Reproduce verbatim the portion of the data below, starting at the line that contains "Expected: one point per instance of the building" and ending at the final line of the data.

═════ Data for the task ═════

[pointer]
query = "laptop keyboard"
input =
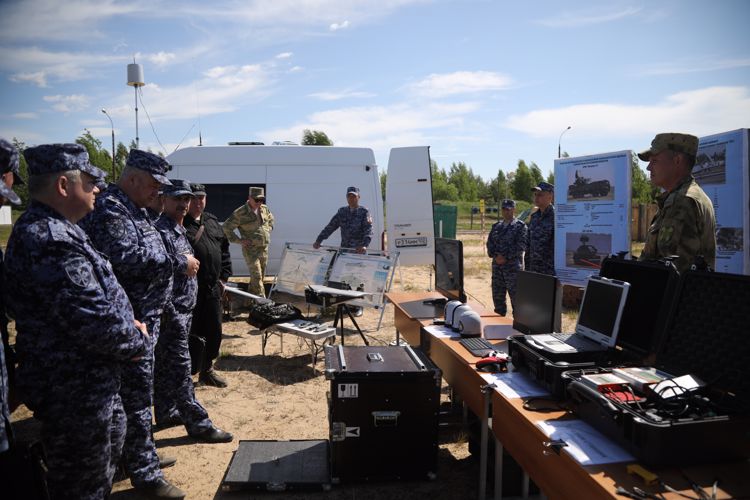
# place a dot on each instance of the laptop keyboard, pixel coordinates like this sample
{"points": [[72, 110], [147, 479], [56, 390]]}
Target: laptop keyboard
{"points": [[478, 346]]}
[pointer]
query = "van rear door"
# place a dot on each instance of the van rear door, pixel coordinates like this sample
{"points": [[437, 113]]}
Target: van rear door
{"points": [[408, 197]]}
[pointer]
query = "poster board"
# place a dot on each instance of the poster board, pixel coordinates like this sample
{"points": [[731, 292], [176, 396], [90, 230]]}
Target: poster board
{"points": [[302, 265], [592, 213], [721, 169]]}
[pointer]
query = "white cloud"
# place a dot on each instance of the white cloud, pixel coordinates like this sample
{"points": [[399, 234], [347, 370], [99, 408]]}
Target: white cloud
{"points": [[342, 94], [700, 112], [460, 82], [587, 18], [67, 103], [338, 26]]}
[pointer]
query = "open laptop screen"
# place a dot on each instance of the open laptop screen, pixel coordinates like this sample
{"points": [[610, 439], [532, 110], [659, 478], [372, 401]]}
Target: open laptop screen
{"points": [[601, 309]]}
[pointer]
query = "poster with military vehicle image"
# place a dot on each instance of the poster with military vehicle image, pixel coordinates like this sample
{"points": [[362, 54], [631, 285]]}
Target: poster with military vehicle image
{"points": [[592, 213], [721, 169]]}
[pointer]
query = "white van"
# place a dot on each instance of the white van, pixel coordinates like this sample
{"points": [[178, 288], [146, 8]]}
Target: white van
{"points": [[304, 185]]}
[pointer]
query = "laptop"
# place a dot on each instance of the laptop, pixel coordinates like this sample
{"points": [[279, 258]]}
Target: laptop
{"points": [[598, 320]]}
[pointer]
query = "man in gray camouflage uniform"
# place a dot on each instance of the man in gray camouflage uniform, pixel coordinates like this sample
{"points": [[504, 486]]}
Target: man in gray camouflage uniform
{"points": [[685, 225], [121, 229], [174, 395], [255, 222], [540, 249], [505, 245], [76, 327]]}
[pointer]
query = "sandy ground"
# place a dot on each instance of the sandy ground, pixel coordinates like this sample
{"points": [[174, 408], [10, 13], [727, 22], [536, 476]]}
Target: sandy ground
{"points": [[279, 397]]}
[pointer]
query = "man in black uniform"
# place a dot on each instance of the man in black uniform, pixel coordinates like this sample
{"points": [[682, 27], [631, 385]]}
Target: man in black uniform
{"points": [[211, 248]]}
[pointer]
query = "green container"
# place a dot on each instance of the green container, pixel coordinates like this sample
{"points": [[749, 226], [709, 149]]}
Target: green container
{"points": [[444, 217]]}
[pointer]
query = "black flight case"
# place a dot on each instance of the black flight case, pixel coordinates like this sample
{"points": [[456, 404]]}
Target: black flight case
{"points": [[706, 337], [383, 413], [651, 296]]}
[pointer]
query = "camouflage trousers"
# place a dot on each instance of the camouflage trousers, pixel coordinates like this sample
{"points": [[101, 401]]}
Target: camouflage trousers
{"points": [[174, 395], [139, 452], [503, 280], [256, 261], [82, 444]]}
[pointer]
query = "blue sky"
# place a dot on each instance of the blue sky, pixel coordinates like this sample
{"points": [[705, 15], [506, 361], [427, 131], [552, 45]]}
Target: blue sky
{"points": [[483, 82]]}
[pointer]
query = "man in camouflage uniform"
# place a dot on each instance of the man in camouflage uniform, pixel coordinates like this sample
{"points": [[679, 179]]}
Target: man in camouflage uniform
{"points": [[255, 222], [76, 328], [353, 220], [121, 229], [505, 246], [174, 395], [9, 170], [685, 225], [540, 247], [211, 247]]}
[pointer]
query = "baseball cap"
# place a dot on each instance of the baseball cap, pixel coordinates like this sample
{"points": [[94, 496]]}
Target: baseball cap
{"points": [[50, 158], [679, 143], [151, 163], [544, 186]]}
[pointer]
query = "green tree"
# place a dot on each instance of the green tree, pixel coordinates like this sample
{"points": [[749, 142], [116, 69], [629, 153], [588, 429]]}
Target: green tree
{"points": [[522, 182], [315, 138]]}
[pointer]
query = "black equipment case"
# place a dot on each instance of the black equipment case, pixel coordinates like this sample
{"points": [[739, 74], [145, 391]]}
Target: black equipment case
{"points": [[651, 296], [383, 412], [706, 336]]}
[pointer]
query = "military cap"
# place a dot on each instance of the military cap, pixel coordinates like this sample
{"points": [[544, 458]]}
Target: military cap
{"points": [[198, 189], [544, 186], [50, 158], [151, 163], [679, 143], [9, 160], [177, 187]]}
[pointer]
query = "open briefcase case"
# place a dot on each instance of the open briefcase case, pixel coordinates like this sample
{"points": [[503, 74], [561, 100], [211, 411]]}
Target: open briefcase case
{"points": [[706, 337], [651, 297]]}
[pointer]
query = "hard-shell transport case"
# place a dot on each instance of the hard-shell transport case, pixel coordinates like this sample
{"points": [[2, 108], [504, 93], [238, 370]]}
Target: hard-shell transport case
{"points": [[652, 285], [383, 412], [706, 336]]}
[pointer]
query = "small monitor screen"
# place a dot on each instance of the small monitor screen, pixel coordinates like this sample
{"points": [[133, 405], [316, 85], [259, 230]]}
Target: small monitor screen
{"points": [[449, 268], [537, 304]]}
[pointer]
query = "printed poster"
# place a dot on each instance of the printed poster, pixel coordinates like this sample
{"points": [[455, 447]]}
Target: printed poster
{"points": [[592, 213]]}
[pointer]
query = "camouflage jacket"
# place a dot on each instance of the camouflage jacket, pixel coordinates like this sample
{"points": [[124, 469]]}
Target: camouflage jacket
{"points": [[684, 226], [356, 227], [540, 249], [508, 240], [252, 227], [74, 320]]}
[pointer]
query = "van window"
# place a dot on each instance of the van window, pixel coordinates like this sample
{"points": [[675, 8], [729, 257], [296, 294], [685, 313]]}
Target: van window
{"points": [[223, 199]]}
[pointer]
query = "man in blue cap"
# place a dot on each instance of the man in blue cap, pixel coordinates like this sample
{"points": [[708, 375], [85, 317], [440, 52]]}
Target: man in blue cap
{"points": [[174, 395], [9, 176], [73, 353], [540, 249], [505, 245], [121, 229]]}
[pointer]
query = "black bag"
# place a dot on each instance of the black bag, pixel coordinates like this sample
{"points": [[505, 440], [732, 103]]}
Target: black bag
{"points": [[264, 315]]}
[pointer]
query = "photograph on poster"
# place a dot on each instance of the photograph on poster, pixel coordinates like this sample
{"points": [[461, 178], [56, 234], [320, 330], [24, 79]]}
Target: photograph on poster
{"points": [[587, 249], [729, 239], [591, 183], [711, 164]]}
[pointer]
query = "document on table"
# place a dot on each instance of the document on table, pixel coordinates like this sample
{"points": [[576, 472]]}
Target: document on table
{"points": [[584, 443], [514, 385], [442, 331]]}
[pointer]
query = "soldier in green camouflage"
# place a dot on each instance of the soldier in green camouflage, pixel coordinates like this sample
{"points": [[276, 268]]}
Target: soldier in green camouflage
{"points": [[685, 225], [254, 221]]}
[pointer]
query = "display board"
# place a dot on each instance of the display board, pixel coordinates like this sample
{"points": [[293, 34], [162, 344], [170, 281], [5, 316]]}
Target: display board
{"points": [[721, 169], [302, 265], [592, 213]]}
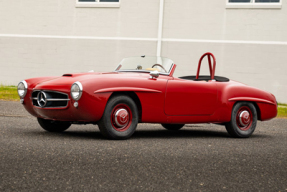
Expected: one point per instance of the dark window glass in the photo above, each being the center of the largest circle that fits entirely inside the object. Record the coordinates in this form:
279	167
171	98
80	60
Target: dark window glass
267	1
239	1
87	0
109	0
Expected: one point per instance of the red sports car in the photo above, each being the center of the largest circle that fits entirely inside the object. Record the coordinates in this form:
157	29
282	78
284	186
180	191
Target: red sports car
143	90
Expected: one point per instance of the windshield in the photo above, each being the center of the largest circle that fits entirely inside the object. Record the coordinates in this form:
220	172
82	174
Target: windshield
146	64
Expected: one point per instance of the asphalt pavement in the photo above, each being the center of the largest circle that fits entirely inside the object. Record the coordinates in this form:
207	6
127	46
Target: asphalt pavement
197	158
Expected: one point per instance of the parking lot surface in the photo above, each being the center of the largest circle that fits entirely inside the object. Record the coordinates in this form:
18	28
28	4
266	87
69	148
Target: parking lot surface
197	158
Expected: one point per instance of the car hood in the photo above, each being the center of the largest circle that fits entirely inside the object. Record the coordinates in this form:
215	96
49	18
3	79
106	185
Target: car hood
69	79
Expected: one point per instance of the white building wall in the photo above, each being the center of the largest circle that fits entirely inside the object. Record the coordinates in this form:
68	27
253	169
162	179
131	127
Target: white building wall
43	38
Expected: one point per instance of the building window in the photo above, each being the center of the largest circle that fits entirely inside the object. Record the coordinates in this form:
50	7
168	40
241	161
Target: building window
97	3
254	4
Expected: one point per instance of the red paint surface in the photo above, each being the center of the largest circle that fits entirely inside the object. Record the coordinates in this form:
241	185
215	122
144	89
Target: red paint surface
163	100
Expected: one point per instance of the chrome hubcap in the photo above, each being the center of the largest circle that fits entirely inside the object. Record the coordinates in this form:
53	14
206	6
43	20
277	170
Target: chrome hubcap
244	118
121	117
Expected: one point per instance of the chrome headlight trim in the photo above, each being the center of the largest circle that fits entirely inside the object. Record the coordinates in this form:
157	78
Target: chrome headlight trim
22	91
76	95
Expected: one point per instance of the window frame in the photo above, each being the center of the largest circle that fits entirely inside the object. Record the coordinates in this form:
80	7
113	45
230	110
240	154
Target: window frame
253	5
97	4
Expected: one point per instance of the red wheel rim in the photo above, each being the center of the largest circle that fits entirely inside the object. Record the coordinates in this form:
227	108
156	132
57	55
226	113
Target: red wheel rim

═════

• [Exercise answer]
Expected: one point per instance of the building window in the photo above, each being the center of the largest circle that fits entirely inside the object. Record the coordinates in this form:
50	7
168	40
241	161
Target: building window
97	3
254	4
Expected: one point per instance of the red paint surface in the photo above, each being the center of the largest circle that fits entirely inside the object. Record the coordinates in this form:
241	185
215	122
144	89
Target: red paint surface
163	100
Expected: one point per instance of the chrome hubcap in the photo above, each being the center of the largest circle that fits entirely inside the object. Record the coordinates in this form:
53	14
206	6
43	20
277	170
Target: chrome hubcap
244	118
121	117
Expected: one point per instance of the chrome headlight trim in the photo above, each being the center of the largest circle that fits entirely inside the object. Record the coordinates in this form:
157	78
Target: chrome headlight trim
22	91
76	95
Expected: one point per instance of the window frame in the photo above, each being the center of the largest circle that fits entirely inside the object. Record the coordinates in this form:
80	7
113	45
230	110
240	154
Target: window frame
253	5
97	4
Expected: one point per instance of the red wheel rim in the photo above, each being the center of the largest circle that fits entirely inside the object. Record the coordinates in this form:
227	108
156	132
57	55
226	113
Target: red wheel rim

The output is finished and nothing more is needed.